**What you are asked to do**
Turn the items below into a numbered list, leaving out any blank lines.

**Given records**
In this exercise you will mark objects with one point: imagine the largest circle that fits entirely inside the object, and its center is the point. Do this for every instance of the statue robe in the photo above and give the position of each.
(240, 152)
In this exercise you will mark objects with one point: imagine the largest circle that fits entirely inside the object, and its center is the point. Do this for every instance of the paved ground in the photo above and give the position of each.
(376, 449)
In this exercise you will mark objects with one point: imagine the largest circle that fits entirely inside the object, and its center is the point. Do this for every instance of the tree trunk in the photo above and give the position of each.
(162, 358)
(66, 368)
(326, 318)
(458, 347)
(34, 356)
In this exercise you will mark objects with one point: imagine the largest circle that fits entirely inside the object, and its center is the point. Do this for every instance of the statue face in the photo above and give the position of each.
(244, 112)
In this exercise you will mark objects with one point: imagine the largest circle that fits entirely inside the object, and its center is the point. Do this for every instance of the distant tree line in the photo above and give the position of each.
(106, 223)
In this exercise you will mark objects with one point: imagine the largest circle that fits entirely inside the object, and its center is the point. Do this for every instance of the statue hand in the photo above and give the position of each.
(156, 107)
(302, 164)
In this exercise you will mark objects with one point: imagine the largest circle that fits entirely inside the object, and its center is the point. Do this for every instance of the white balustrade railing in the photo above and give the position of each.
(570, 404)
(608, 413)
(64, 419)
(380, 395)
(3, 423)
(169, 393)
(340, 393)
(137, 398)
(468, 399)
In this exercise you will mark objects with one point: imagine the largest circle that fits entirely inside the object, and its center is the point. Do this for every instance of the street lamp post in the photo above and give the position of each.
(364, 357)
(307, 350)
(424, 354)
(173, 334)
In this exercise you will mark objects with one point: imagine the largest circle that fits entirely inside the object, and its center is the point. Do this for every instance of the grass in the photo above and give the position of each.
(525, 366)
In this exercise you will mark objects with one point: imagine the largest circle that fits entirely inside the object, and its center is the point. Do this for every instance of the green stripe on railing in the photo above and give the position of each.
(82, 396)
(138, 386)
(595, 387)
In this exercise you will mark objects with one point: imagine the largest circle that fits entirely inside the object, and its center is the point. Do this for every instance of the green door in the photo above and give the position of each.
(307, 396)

**Correct answer**
1. In this exercise you will mark objects with one point: imagine the largest circle that fits entirely inside the object, and its center is the point. Do this for every instance of the statue robe in the photo above and give the position of each.
2. (240, 152)
3. In this exercise you will mark objects with one point: imagine the largest circle that fits entirely inside the object, and its center is the point. Do this for every instance of the paved ground in the photo above and give the position of each.
4. (376, 449)
5. In this exercise you will mark objects with one point: imagine the largest circle that fits entirely inside the object, and its center is the point. Do this for every instance of the tree trunk in the photo above and give the position of each.
6. (162, 358)
7. (66, 368)
8. (326, 318)
9. (458, 347)
10. (34, 356)
11. In this exercise you will mark objects with one point: imagine the largest circle that fits entirely inside the object, and its center is the point. Do this for every instance of the statue face in the photo above and give the position of each.
12. (244, 112)
13. In this exercise you will mark objects with one point: imagine the largest circle that fits entirely inside the object, and its center is the point. Do this for every instance of the distant tree line in the photo above and give the position of each.
14. (106, 223)
15. In this exercise you will mark objects with one point: imagine the largest circle that fits entirely inside the object, and its center is the point. Do this for every instance of the statue hand in the photo above and give the position of each.
16. (156, 107)
17. (302, 164)
18. In this exercise you will mark objects with one point: imagine the largest circle that fits entirely inside the object, and its center is the point. Do this for every instance of the white balustrade railing in the photo above and give the position of each.
19. (570, 404)
20. (608, 413)
21. (64, 419)
22. (380, 395)
23. (3, 423)
24. (169, 393)
25. (340, 393)
26. (137, 398)
27. (468, 399)
28. In this exercise you will mark objects with one point: imagine the largest circle that fits entirely inside the object, and its center is the point. Do this for every instance of the street lamp post in the photo above and give the position of each.
29. (364, 357)
30. (307, 350)
31. (424, 354)
32. (173, 334)
33. In this exercise you will mark objects with one point: imagine the largest circle that fits entirely inside the object, and its center is the point. Do this for every instance of the grass in the photo above and give the position of each.
34. (525, 366)
35. In this exercise you will mark objects with one point: imagine the largest circle that fits entirely inside the object, and its center is the point. Do this for every instance of the green stripe on railing in the photo above and give the position of each.
36. (82, 396)
37. (138, 386)
38. (595, 387)
39. In this exercise you will mark objects with one point: imagine the largest circle that fits entirely inside the object, and its center is the point. Do this for every instance of the green door in the photo above and give the position of each.
40. (307, 396)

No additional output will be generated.